→ Stored data
>>>

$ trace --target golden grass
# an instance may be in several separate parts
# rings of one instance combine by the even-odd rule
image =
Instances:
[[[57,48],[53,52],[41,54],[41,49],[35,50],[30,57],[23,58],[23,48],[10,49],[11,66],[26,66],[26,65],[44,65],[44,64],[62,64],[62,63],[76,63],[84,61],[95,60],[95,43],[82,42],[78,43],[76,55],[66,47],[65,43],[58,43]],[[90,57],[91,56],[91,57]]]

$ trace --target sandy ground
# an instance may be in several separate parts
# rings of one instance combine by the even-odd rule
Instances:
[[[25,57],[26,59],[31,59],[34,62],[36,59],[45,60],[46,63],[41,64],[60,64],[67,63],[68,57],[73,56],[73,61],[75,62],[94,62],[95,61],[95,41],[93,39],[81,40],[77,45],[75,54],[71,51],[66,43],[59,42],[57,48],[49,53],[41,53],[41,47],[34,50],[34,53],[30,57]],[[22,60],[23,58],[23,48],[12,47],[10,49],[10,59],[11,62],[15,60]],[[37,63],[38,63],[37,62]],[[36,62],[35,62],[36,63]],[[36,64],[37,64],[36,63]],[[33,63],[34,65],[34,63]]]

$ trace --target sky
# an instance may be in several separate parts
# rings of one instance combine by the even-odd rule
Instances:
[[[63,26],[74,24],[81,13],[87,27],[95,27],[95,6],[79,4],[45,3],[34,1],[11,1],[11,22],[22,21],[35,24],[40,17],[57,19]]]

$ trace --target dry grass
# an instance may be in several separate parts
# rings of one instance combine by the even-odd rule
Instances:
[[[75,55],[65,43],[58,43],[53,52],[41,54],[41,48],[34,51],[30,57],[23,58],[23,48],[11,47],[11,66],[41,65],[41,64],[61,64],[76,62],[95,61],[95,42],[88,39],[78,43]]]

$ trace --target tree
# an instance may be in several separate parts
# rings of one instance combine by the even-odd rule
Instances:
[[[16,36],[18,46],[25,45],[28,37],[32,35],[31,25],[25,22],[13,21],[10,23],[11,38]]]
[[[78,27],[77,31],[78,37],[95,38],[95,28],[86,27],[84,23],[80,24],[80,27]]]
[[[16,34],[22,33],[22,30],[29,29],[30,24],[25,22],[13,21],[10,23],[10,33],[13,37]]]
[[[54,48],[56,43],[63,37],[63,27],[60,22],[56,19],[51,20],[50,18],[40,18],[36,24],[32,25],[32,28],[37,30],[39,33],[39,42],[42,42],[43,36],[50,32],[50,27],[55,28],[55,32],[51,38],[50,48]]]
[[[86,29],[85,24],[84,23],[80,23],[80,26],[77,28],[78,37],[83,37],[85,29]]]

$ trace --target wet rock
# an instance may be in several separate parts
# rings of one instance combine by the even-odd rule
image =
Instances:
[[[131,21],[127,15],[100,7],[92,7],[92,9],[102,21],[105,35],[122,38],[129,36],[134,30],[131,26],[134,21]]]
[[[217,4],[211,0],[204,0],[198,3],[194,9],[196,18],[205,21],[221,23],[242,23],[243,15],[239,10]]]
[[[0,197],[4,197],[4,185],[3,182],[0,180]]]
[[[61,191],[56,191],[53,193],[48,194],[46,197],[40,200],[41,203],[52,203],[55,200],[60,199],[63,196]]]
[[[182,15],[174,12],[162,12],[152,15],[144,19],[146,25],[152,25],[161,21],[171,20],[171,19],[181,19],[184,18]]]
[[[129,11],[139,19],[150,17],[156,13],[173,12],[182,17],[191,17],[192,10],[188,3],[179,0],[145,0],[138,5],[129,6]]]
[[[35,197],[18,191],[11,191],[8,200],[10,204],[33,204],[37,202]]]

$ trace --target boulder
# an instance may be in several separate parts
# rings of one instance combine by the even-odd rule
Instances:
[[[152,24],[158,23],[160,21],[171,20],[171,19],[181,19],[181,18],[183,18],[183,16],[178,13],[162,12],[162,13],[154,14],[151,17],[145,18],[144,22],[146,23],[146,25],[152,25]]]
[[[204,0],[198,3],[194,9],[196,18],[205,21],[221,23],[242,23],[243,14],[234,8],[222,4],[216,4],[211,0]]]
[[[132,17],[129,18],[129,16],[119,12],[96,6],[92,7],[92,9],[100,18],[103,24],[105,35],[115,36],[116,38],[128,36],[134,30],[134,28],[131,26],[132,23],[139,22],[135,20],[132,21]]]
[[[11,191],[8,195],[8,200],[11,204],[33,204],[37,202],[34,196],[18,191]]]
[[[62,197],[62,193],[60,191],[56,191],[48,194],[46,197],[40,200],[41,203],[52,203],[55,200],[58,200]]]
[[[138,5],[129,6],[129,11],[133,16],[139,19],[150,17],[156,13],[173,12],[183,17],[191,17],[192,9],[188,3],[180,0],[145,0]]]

<<<

→ WHAT THE TASK ASKS
Tell how many lines in the records above contain "grass", giving the number and no other words.

→ SOLUTION TO THIS PROBLEM
2